* _Exercises_:
1. In the defaultdict discussion, list in order each line that holds only Python code.
2. In the defaultdict discussion, with what value is "spam" automatically inserted when y["ham"]["spam"] is evaluated?

And what about y? It seems that the default factory will create a defaultdict with default 0. But what does that mean concretely? I tried to play around with it in Python shell, but couldn't figure out what it is exactly.

I think the first line means that when I call x[k] for a nonexistent key k (such as a statement like v=x[k]), the key-value pair (k,0) will be automatically added to the dictionary, as if the statement x[k]=0 is first executed.
That's right. This is more idiomatically written
x = defaultdict(int)
In the case of y, when you do y["ham"]["spam"], the key "ham" is inserted in y if it does not exist. The value associated with it becomes a defaultdict in which "spam" is automatically inserted with a value of 0.
I.e., y is a kind of "two-tiered" defaultdict. If "ham" not in y, then evaluating y["ham"]["spam"] is like doing
y["ham"] = {}
y["ham"]["spam"] = 0
in terms of ordinary dict.

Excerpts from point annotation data
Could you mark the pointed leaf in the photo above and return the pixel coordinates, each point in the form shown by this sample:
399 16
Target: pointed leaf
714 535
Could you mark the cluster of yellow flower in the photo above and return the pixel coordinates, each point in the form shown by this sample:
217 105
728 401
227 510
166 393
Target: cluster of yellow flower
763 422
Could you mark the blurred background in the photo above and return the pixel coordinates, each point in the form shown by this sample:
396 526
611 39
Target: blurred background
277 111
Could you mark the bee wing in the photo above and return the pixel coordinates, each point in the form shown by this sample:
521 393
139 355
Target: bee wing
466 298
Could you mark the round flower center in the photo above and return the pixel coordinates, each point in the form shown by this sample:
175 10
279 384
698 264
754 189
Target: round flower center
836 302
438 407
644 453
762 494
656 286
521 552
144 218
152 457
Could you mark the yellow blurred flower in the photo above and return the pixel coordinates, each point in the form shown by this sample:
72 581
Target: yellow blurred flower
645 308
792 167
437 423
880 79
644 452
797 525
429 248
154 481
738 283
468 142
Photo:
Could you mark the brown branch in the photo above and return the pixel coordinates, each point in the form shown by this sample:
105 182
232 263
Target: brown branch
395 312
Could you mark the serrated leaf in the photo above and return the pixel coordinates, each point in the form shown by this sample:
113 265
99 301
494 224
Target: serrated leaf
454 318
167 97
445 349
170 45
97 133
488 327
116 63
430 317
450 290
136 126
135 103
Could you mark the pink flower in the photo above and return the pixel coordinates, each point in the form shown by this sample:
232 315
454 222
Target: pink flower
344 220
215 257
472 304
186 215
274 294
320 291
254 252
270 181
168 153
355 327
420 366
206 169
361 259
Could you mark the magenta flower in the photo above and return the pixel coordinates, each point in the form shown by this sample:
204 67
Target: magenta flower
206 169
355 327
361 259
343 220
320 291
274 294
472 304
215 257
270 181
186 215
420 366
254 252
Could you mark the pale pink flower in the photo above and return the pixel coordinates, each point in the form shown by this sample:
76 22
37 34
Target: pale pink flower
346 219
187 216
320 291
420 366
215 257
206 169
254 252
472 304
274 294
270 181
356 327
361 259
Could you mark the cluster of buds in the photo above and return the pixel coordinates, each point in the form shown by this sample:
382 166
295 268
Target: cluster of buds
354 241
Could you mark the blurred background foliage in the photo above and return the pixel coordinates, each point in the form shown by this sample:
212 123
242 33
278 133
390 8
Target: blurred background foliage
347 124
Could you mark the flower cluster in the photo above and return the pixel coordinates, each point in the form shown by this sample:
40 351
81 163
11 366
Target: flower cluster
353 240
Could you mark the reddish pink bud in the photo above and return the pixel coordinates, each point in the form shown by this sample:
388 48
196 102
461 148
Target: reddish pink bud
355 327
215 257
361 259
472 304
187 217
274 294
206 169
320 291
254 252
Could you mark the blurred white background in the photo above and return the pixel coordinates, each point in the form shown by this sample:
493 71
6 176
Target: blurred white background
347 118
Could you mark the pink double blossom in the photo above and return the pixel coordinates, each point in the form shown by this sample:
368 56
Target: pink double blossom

* _List of solutions_:
1.
x = defaultdict(int)
y["ham"] = {}
y["ham"]["spam"] = 0

2. It is inserted with a value of 0.